Data extracts:
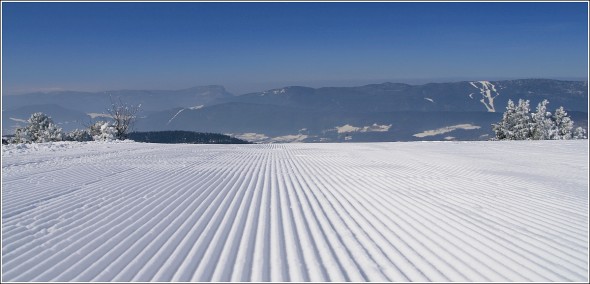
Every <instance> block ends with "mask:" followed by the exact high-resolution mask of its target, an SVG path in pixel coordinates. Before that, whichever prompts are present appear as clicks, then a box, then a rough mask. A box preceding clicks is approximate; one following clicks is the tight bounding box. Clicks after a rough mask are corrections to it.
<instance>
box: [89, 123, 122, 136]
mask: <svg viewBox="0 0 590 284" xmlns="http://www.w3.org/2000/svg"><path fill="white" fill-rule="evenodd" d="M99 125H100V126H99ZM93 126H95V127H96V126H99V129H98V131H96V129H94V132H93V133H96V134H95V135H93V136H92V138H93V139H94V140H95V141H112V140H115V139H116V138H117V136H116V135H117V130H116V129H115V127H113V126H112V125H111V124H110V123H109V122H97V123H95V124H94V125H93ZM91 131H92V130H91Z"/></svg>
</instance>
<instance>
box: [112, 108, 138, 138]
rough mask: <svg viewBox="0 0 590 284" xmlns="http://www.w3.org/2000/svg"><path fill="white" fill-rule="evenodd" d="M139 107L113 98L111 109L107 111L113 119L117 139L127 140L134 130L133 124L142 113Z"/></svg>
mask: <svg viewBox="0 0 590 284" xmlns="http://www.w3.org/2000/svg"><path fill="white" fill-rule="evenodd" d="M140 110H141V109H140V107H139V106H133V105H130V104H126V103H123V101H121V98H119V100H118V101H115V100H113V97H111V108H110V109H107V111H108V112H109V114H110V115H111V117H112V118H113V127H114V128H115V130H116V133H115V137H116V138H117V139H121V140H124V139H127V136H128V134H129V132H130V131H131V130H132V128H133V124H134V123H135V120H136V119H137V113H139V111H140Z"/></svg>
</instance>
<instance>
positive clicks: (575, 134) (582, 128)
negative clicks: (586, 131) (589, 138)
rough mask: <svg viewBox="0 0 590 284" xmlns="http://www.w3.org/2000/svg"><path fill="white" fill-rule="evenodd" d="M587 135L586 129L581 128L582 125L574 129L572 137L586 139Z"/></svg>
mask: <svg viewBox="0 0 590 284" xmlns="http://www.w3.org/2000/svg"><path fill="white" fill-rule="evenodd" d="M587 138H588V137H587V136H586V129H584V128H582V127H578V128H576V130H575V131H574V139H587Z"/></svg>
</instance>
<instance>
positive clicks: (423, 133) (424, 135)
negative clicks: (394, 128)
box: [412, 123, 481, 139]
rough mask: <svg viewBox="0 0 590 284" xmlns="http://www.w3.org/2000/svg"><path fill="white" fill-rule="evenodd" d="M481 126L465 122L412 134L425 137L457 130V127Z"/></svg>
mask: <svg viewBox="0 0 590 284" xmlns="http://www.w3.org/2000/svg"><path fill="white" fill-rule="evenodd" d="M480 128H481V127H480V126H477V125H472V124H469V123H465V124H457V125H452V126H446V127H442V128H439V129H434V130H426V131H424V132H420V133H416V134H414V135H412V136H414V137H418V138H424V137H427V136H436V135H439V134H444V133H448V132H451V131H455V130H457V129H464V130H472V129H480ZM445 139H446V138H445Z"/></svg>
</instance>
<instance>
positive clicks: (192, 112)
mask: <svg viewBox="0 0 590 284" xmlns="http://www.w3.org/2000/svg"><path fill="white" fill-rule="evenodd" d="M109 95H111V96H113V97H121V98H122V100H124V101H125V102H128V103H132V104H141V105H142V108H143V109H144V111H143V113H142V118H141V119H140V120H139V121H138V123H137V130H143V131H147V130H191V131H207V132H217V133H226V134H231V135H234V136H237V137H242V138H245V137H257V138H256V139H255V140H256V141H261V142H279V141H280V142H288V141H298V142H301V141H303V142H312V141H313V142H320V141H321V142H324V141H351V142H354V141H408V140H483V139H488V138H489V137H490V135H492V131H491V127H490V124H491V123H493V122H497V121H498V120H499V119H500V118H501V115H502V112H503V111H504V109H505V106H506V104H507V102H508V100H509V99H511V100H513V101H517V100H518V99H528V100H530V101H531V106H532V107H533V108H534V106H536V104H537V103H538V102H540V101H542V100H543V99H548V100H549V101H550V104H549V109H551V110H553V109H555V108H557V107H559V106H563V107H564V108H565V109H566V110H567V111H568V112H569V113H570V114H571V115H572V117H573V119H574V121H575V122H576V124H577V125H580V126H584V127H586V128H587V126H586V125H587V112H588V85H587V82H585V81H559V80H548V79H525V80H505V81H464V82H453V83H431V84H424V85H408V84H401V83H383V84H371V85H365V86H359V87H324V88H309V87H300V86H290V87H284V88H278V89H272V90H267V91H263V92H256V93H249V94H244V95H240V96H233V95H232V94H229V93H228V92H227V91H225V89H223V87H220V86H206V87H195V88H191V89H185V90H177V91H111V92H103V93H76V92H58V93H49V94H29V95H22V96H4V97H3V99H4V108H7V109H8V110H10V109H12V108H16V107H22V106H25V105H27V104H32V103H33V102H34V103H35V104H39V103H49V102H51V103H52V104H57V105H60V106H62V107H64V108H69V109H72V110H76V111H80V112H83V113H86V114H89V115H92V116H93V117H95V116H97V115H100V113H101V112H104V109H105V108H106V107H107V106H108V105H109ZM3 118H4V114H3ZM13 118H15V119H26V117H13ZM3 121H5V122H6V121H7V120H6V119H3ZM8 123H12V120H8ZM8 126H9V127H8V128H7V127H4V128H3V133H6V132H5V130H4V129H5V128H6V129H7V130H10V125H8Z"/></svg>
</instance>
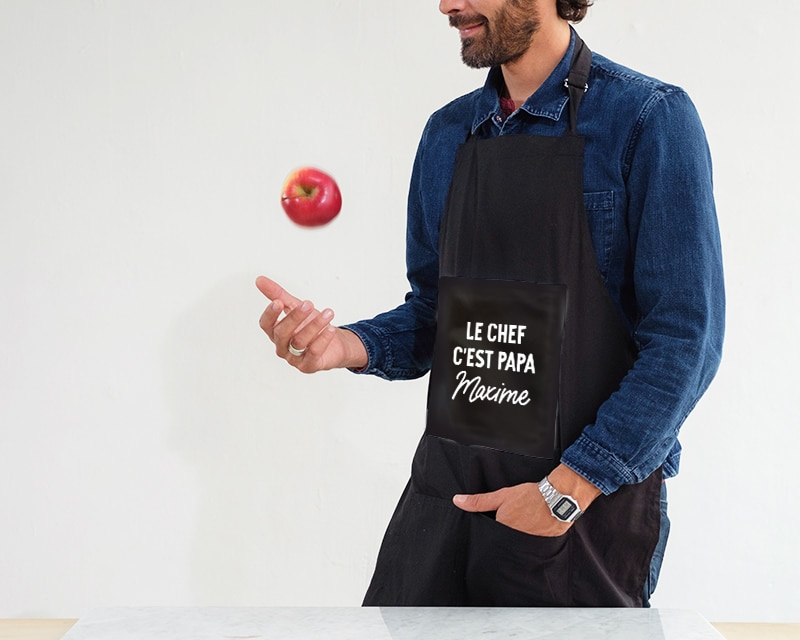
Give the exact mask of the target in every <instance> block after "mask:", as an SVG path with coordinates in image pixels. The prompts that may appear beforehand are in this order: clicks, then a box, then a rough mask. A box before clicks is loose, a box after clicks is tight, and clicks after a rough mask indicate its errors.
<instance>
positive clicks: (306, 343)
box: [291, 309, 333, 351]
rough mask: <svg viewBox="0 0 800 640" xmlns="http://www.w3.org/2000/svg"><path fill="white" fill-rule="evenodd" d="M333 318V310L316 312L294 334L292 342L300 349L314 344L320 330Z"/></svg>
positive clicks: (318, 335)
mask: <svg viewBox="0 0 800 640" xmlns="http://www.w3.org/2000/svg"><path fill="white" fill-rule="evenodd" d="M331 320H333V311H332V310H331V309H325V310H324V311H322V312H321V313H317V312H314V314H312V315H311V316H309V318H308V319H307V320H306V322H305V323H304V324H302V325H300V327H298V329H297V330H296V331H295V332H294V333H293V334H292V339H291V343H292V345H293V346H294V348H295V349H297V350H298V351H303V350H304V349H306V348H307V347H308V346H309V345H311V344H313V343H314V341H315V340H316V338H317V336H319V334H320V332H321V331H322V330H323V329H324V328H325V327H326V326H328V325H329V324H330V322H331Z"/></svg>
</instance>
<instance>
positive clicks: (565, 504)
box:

Assignment:
Reproduce each line of the material that mentions "negative".

Exercise output:
negative clicks: (586, 131) (589, 138)
negative clicks: (394, 128)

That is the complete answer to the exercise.